Excerpted passage>
Saturday, November 9, 2013
Libby and I went on our Southwest US musical tour in March and April of 2003. That happened to be the moment when George Bush decided to start the war with Iraq. We watched the shock and awe on motel teevee screens as the damn thing unfolded in its early, naive moments. Or maybe it was naive for George. I knew damn well that thousands of young Americans were being tossed into the meat grinder, and I wondered how the lessons of Vietnam had been so thoroughly forgotten.
When we got to Arizona Lori Piestewa was officially missing, and stopping at a gas station in Tuba City on the way to the Grand Canyon we read of prayer vigils for her safe recovery. Later she proved to have been killed during the action that also produced the brief capture of Jessica Lynch, whose ordeal and rescue was then turned into a p.r. lie by the Bush Administration. After we returned to NC we learned that a mountain near Phoenix formerly called "Squaw Peak" was to be renamed Piestewa Peak in honor of a fallen native-American soldier. On the way out of Navajo country, on our drive to Santa Fe, I bought a tee shirt at a gas station that depicted several Apache warriors on horseback, with the words "Homeland Security Since 1492." After Santa Fe we drove through Roswell to Austin, Texas. On that leg of the trip, passing through Pecos, Texas at dusk, we noticed signs which said "Thank You, Johnny Mata." He was another soldier killed in the early days of the war, and a native of Pecos. (Yeah, I know: native Americans didn't have horses in 1492.)
It was strange to have our little musical trip punctuated by these intimacies of the war. The country went on as it does. The teevee will tell you something terrible every night. But you don't always experience a personalization of the stories at the DQ or the Seven-Eleven. Or if you do, maybe you have to look a little deeper. While we were in Flagstaff we went to the Sunset National Monument and saw the ruins of the pre-1492 landscape:
Before that stop we'd driven down the long empty road from Tucumcari to Las Cruses, and seen a portion of the library of that lost culture:
A few miles later, at Los Alamos, our modern equivalent:
We drove the back roads as much as we could, given the time constraints and what was available. Between Las Cruses and Flagstaff, off of I-10 (hardly a back road), we stopped in Deming and had the best plate of chili rellenos and refried beans In the world. Who knew. Around the corner from that restaurant was that pretty Facade with Burglar Alarm. I took several shots. Down that street was an old armory. I imagined scenes from The Wild Bunch, but I didn't see a photograph worth taking. We were only in Deming for an hour or so; we didn't have a gig there. Heading west, we took NM 180 up through Silver City and made Flagstaff that evening. In my memory Deming became a perfect little southwest town, sleepy, an easy place to live, probably hot as hell during the summer, some old-timer saying "yeah, but it's a dry heat," the words coming out of the shade under his Stetson. Dusty pickup trucks, appaloosas and the jingle of tack, a shot glass tossed down in the cool dark of a corner bar, chaps and barbed wire.

Saved entries

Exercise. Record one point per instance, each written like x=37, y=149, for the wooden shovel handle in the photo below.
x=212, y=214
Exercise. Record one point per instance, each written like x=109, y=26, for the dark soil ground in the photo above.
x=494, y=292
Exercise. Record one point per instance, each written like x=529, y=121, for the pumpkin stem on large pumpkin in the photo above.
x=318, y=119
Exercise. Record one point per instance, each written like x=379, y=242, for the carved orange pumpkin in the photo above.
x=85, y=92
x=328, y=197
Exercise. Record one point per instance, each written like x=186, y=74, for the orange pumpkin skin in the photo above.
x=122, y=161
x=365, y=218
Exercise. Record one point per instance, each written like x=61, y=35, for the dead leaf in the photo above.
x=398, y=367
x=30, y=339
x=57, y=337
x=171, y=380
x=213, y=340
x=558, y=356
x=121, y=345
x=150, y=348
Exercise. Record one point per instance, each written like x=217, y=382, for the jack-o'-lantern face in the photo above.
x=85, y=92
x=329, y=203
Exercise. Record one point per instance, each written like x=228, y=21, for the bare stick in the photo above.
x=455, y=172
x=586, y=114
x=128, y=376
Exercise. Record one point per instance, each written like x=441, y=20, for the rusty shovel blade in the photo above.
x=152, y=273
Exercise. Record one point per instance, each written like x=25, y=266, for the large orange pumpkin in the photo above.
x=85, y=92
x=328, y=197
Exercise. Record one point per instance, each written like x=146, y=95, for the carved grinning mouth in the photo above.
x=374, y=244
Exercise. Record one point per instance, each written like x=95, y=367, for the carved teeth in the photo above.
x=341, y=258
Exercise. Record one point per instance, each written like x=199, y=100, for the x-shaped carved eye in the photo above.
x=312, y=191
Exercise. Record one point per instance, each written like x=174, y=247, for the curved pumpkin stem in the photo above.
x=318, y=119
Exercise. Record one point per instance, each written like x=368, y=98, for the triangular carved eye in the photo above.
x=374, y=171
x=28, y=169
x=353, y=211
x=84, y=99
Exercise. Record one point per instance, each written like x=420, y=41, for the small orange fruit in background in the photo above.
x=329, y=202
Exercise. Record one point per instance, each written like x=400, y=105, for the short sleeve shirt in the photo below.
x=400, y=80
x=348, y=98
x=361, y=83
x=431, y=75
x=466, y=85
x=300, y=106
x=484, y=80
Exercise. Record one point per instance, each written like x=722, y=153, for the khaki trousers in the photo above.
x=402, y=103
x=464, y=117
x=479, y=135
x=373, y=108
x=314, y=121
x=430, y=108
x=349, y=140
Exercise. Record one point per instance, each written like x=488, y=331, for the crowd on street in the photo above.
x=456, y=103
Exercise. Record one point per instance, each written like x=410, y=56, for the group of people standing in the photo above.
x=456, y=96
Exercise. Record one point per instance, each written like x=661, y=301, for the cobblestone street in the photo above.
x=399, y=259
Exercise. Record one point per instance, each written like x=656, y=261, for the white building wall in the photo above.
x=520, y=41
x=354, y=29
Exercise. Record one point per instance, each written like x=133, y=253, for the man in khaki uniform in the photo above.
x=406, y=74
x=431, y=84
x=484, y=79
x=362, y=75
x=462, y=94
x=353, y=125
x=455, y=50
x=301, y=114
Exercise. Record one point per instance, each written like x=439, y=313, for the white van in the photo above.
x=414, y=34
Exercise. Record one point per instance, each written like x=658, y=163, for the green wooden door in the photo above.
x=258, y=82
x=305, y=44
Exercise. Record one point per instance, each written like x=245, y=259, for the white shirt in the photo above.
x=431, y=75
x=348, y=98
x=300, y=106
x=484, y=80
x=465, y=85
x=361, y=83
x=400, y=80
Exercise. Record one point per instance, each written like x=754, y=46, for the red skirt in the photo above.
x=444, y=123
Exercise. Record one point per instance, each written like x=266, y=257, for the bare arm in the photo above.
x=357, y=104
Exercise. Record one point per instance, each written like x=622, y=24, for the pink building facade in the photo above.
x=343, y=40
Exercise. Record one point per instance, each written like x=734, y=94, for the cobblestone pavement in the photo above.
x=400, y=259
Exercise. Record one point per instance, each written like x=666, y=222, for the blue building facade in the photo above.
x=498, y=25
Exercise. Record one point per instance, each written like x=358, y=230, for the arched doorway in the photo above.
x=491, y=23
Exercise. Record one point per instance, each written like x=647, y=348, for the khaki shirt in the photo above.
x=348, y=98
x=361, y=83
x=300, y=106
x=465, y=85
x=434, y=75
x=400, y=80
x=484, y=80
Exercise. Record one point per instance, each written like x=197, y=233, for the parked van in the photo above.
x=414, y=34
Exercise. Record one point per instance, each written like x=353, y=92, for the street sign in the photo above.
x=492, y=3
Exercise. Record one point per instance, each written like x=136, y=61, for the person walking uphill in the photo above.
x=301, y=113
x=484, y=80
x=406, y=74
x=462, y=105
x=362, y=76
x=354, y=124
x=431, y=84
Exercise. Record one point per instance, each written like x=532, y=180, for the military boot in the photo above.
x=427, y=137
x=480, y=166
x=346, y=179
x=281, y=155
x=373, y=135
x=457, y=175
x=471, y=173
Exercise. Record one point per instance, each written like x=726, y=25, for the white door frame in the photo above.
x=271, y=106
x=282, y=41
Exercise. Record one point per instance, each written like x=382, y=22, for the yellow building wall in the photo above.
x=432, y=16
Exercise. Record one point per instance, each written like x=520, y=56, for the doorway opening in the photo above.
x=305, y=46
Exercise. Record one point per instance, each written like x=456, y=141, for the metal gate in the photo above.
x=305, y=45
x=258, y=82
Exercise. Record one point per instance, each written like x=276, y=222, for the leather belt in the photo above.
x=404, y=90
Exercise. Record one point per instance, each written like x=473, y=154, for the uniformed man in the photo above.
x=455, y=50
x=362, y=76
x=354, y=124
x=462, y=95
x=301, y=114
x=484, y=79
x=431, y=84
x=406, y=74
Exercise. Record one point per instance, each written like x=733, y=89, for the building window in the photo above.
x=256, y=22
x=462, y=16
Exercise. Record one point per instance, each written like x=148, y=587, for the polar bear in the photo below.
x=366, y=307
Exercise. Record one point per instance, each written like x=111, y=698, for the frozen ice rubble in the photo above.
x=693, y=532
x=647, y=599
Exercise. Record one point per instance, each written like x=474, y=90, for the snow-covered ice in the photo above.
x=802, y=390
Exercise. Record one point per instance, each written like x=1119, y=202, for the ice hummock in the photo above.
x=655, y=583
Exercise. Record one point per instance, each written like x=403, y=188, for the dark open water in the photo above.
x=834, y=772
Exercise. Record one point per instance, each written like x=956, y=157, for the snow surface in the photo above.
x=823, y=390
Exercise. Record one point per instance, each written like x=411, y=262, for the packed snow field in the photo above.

Exercise instructions> Write out, word for word, the part of the road-trip post that opens with the words containing "Saturday, November 9, 2013" and closes with "so thoroughly forgotten.". This data has no connection to the road-trip post above.

Result>
Saturday, November 9, 2013
Libby and I went on our Southwest US musical tour in March and April of 2003. That happened to be the moment when George Bush decided to start the war with Iraq. We watched the shock and awe on motel teevee screens as the damn thing unfolded in its early, naive moments. Or maybe it was naive for George. I knew damn well that thousands of young Americans were being tossed into the meat grinder, and I wondered how the lessons of Vietnam had been so thoroughly forgotten.